ASSIGNMENT:
Scan the data below for the string "rear". Show every line where it turns up.

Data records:
+ + + + + + +

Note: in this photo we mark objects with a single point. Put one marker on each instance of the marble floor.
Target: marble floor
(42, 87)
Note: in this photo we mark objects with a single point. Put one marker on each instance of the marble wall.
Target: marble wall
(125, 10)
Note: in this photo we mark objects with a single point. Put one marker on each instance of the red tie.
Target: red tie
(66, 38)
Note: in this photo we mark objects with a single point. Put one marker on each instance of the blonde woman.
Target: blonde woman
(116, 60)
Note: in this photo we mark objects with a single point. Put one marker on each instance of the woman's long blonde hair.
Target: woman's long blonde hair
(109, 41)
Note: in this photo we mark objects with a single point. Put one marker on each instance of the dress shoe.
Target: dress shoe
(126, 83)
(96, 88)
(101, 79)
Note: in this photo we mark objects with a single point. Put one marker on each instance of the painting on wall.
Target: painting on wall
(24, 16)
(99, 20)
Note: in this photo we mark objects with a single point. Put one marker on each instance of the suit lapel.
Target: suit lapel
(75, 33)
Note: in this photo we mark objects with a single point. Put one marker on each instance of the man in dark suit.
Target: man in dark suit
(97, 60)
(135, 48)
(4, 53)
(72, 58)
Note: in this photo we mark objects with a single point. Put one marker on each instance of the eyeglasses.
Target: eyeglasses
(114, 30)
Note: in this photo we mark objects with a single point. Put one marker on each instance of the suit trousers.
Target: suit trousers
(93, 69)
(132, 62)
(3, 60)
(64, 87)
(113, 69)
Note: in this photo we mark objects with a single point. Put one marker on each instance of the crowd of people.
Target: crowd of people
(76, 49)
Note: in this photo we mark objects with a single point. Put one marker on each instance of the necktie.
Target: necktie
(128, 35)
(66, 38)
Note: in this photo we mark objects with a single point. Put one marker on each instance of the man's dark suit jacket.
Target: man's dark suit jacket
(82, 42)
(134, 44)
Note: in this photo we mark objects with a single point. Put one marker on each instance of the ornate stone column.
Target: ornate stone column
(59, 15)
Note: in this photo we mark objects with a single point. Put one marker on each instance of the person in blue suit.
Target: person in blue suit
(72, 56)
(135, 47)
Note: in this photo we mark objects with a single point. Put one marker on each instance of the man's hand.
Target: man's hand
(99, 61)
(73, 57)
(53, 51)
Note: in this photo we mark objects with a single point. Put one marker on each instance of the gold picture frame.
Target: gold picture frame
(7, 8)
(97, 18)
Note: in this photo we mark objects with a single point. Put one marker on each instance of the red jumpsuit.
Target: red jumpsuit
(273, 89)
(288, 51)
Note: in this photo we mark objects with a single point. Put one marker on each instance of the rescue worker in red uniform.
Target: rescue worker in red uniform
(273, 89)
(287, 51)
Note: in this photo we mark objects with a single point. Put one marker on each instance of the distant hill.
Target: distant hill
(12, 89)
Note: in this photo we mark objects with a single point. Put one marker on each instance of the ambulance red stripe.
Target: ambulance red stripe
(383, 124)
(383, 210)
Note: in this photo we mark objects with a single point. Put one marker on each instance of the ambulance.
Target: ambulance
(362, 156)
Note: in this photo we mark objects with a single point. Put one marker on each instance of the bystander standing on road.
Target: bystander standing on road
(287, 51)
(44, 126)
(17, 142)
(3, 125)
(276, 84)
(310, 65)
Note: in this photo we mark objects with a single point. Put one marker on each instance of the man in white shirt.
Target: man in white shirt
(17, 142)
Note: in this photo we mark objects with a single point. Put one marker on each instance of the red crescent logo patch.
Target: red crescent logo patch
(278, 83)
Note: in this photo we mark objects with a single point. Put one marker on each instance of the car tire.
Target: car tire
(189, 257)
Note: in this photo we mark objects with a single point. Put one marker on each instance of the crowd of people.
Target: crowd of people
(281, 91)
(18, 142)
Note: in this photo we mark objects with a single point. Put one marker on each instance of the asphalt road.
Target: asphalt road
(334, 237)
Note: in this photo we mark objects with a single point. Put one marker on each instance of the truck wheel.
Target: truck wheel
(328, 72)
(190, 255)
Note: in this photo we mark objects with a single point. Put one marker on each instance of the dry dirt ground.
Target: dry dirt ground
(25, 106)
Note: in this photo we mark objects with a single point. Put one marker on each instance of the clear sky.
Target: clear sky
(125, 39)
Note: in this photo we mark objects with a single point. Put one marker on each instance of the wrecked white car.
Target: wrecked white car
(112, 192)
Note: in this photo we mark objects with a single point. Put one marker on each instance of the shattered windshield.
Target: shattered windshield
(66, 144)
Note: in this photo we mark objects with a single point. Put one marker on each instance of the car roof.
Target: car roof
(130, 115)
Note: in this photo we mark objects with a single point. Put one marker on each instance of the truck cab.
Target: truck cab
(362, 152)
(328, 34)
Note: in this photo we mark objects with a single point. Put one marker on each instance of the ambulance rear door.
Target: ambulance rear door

+ + + + + + +

EXERCISE ANSWER:
Note: in this photo we mark objects with a single point. Put one marker on each instance of the ambulance rear door.
Target: ambulance rear door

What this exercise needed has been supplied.